====== Texto de la página ======

Cuidado con derechos y Derecho a cuidar

12/01/2016 en Miradas invitadas

Miguel GonzálezMiguel González Martín (@miguelutxo), de Bilbao, 1972. Me interesa cómo se encuentran e interactúan el cambio personal, organizativo y social. También me interesa el rock, que parece menos profundo, pero no te creas. La palabra “acompañar” me sigue haciendo vibrar, pese a que quizá hemos abusado un poco de ella. Me he movido en el terreno de las políticas sociales, la gestión de la diversidad, la inmigración y la cooperación internacional. En el lado de las organizaciones sociales, y también en el del gobierno. Ahora me toca caminar con la Fundación Social Ignacio Ellacuria.

El mes de abril de 2013 comenzó y concluyó con dos hechos muy significativos en mi biografía. Aunque de distinta densidad existencial, entre ambos se trazaba una nítida conexión, como si los extremos del mes crearan en su abrazo el cuenco donde la vida deposita un aprendizaje.

====== Información proporcionada ======

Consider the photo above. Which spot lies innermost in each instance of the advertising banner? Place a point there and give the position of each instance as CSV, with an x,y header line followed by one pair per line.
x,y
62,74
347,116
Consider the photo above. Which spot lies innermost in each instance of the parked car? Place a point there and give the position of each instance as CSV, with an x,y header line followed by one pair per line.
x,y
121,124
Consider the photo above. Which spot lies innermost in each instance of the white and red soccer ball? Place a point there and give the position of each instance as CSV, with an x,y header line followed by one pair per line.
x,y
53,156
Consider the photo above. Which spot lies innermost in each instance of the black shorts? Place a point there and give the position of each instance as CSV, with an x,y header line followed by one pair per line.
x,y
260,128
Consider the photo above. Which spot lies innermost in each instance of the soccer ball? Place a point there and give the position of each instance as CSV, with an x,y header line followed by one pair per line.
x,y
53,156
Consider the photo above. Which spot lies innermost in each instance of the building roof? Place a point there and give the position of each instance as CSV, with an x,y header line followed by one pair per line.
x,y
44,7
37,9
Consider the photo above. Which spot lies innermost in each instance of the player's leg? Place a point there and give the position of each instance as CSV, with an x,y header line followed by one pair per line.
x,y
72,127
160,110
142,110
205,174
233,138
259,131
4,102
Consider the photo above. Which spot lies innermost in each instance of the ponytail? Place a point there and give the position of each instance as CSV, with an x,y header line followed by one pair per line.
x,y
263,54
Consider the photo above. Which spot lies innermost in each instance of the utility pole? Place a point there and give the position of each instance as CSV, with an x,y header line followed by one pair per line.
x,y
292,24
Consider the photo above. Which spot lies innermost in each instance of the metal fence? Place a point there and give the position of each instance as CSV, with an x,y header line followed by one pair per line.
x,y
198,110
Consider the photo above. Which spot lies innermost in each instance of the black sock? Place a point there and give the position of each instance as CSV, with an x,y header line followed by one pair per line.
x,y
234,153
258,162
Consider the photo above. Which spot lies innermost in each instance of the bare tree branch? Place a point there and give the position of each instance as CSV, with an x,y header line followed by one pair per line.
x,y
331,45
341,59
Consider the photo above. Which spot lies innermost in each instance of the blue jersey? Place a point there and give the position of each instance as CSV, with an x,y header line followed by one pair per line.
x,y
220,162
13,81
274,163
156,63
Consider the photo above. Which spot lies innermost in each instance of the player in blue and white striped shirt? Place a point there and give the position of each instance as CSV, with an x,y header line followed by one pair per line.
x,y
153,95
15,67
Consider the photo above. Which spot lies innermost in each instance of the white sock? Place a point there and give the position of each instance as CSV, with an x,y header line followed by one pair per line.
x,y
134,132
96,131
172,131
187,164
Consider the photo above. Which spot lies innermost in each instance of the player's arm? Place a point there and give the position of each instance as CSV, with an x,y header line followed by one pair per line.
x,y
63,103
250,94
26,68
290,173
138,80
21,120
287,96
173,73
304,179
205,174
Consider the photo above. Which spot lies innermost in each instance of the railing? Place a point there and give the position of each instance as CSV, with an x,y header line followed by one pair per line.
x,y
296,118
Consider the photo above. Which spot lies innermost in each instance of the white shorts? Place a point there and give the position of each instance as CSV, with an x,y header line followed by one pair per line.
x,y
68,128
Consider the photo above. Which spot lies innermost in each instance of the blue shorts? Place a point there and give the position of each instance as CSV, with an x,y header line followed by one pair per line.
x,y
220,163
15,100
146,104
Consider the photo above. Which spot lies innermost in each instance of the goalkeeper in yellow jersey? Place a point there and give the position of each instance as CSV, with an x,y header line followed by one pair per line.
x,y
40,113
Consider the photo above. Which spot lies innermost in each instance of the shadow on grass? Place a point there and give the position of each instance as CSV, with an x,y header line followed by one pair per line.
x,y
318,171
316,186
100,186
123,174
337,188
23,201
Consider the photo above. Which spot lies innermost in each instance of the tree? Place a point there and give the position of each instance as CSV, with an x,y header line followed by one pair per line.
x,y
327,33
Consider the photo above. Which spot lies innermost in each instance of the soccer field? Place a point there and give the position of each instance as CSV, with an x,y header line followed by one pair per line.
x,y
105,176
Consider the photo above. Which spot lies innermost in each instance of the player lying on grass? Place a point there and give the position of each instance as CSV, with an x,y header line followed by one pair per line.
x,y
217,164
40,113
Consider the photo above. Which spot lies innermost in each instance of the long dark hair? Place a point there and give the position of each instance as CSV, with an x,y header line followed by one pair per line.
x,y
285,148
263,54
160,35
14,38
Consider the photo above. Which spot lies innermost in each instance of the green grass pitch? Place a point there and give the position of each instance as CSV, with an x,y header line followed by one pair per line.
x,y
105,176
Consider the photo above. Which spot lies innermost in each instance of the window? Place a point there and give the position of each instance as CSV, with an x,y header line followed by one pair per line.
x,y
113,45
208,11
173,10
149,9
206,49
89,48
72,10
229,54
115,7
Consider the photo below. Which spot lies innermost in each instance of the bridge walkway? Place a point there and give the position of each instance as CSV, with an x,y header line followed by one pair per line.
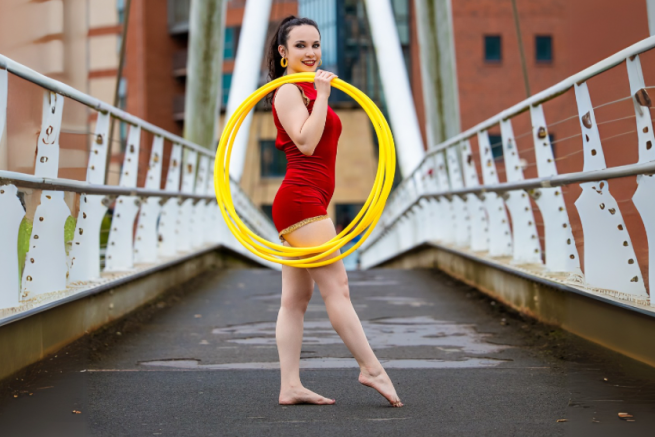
x,y
201,361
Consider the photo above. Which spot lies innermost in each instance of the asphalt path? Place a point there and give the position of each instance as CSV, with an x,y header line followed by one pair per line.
x,y
202,361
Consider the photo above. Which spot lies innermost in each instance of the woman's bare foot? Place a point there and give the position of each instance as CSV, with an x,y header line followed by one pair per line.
x,y
300,395
379,380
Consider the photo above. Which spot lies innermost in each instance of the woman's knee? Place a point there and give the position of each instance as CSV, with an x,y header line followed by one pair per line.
x,y
337,287
297,302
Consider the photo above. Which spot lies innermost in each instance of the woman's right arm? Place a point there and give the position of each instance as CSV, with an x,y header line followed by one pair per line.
x,y
304,129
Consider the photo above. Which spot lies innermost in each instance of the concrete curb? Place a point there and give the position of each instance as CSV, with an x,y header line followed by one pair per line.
x,y
31,336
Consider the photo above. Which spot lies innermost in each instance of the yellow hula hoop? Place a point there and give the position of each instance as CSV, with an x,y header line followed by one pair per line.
x,y
365,220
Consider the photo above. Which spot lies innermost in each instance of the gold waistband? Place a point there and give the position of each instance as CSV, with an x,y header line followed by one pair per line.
x,y
300,224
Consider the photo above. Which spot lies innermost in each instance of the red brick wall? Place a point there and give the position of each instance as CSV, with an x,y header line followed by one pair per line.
x,y
584,32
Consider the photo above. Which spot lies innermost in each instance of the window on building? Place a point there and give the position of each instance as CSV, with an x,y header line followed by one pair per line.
x,y
496,142
345,213
268,210
544,48
551,138
492,48
273,161
227,83
229,51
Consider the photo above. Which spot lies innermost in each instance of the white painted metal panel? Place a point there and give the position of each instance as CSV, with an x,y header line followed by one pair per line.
x,y
169,214
45,264
477,213
47,156
84,255
463,221
610,260
645,193
447,209
500,241
120,246
185,226
96,167
130,169
10,219
146,239
560,249
526,247
199,215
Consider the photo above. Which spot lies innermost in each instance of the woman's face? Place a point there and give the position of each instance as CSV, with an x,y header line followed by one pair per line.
x,y
303,50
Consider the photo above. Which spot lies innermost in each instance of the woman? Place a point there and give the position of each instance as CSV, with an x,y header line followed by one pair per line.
x,y
308,131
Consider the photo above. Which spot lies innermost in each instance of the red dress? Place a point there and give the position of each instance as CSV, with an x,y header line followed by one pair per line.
x,y
308,184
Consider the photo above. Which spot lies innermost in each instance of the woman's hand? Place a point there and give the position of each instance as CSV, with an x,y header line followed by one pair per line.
x,y
322,82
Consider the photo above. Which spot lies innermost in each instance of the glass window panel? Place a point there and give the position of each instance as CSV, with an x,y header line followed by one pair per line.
x,y
492,48
544,48
496,142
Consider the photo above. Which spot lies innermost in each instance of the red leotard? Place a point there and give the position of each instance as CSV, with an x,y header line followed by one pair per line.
x,y
308,184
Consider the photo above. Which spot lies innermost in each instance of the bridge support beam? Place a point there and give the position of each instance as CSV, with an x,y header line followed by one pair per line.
x,y
395,85
438,69
205,72
245,78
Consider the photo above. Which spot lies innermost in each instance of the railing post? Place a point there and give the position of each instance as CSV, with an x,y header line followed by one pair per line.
x,y
4,91
169,214
45,264
145,244
500,241
477,213
524,230
610,260
559,247
643,197
84,256
120,246
186,209
10,219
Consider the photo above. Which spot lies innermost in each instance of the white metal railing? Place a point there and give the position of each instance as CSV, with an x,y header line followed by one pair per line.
x,y
149,226
444,201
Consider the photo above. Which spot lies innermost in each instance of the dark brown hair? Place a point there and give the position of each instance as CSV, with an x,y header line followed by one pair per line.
x,y
280,37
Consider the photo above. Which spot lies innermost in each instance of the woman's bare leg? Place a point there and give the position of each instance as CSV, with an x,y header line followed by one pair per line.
x,y
332,281
297,289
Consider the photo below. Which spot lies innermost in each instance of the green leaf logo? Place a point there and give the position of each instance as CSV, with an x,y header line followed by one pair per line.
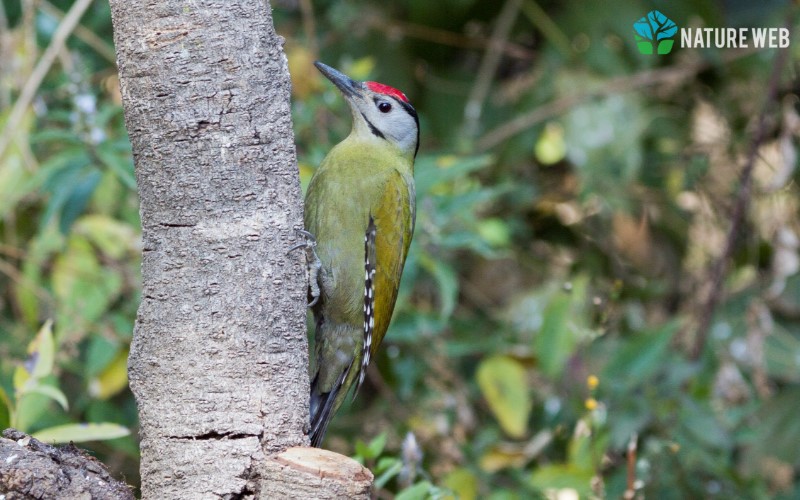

======

Reproduce sin cambios el fragmento del texto de la página que empieza con las palabras "Miguel GonzálezMiguel González" y termina con "deposita un aprendizaje.". Para responder, básate únicamente en el texto de la página.

**Tu respuesta:**
Miguel GonzálezMiguel González Martín (@miguelutxo), de Bilbao, 1972. Me interesa cómo se encuentran e interactúan el cambio personal, organizativo y social. También me interesa el rock, que parece menos profundo, pero no te creas. La palabra “acompañar” me sigue haciendo vibrar, pese a que quizá hemos abusado un poco de ella. Me he movido en el terreno de las políticas sociales, la gestión de la diversidad, la inmigración y la cooperación internacional. En el lado de las organizaciones sociales, y también en el del gobierno. Ahora me toca caminar con la Fundación Social Ignacio Ellacuria.

El mes de abril de 2013 comenzó y concluyó con dos hechos muy significativos en mi biografía. Aunque de distinta densidad existencial, entre ambos se trazaba una nítida conexión, como si los extremos del mes crearan en su abrazo el cuenco donde la vida deposita un aprendizaje.